* CONSEGNA A:
Moltiplica per 0,55 ogni coordinata dei riquadri nelle risposte delle righe di coordinate annotate più sotto, arrotondando all'intero con le metà per eccesso, ma lascia invariati i valori degli esempi di formato. Riscrivi per intero il tratto dall'inizio delle righe fino alla riga che contiene "left=288, top=107, right=300, bottom=117", estremi compresi, ripetendo tutto il resto senza cambiamenti.

* TESTO ESTRATTO:
Ordinanza n. 580/2000

 CONSULTA ONLINE 

ORDINANZA N. 580

ANNO 2000

 

REPUBBLICA ITALIANA

IN NOME DEL POPOLO ITALIANO

LA CORTE COSTITUZIONALE

composta dai signori Giudici:

- Fernando SANTOSUOSSO, Presidente

- Massimo VARI

- Riccardo CHIEPPA

- Gustavo ZAGREBELSKY

- Valerio ONIDA

- Carlo MEZZANOTTE

- Guido NEPPI MODONA

- Piero Alberto CAPOTOSTI

- Annibale MARINI

- Franco BILE

- Giovanni Maria FLICK

ha pronunciato la seguente

ORDINANZA

nel giudizio di legittimità costituzionale dell’art. 1 del decreto-legge 30 gennaio 1979, n. 26 (Provvedimenti urgenti per l’amministrazione straordinaria delle grandi imprese in crisi), convertito, con modificazioni, in legge 3 aprile 1979, n. 95, e dell’art. 203 del regio-decreto 16 marzo 1942, n. 267 (Disciplina del fallimento, del concordato preventivo, della amministrazione controllata e della liquidazione coatta amministrativa), promosso con ordinanza emessa il 2 dicembre 1999 dal Tribunale di Torino nel procedimento penale a carico di P. O., iscritta al n. 81 del registro ordinanze 2000 e pubblicata nella Gazzetta Ufficiale della Repubblica n. 10, prima serie speciale, dell’anno 2000.

Visti gli atti di costituzione di P. O. e del Commissario straordinario della Pianelli & Traversa s.a.s. in amministrazione straordinaria nonché l’atto di intervento del Presidente del Consiglio dei ministri;

udito nell’udienza pubblica del 28 novembre 2000 il Giudice relatore Giovanni Maria Flick;

 udito l’Avv. Giuseppe Zanalda per il Commissario straordinario della Pianelli & Traversa s.a.s. in amministrazione straordinaria.

* CONSEGNA B:
Riporta senza alcuna modifica il tratto dell'ordinanza della Corte costituzionale da "nel giudizio di" fino a "speciale, dell’anno 2000.".

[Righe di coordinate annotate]
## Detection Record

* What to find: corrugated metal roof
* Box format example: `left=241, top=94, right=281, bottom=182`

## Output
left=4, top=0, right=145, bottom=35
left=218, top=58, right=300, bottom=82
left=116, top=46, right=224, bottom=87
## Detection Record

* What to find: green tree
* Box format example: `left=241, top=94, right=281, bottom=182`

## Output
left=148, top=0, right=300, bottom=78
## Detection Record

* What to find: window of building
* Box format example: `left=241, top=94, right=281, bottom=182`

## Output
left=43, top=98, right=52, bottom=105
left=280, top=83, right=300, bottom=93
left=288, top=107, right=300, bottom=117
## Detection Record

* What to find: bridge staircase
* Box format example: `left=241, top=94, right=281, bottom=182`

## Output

* RISPOSTA COMPLETA A:
## Detection Record

* What to find: corrugated metal roof
* Box format example: `left=241, top=94, right=281, bottom=182`

## Output
left=2, top=0, right=80, bottom=19
left=120, top=32, right=165, bottom=45
left=64, top=25, right=123, bottom=48
## Detection Record

* What to find: green tree
* Box format example: `left=241, top=94, right=281, bottom=182`

## Output
left=81, top=0, right=165, bottom=43
## Detection Record

* What to find: window of building
* Box format example: `left=241, top=94, right=281, bottom=182`

## Output
left=24, top=54, right=29, bottom=58
left=154, top=46, right=165, bottom=51
left=158, top=59, right=165, bottom=64

* RISPOSTA COMPLETA B:
nel giudizio di legittimità costituzionale dell’art. 1 del decreto-legge 30 gennaio 1979, n. 26 (Provvedimenti urgenti per l’amministrazione straordinaria delle grandi imprese in crisi), convertito, con modificazioni, in legge 3 aprile 1979, n. 95, e dell’art. 203 del regio-decreto 16 marzo 1942, n. 267 (Disciplina del fallimento, del concordato preventivo, della amministrazione controllata e della liquidazione coatta amministrativa), promosso con ordinanza emessa il 2 dicembre 1999 dal Tribunale di Torino nel procedimento penale a carico di P. O., iscritta al n. 81 del registro ordinanze 2000 e pubblicata nella Gazzetta Ufficiale della Repubblica n. 10, prima serie speciale, dell’anno 2000.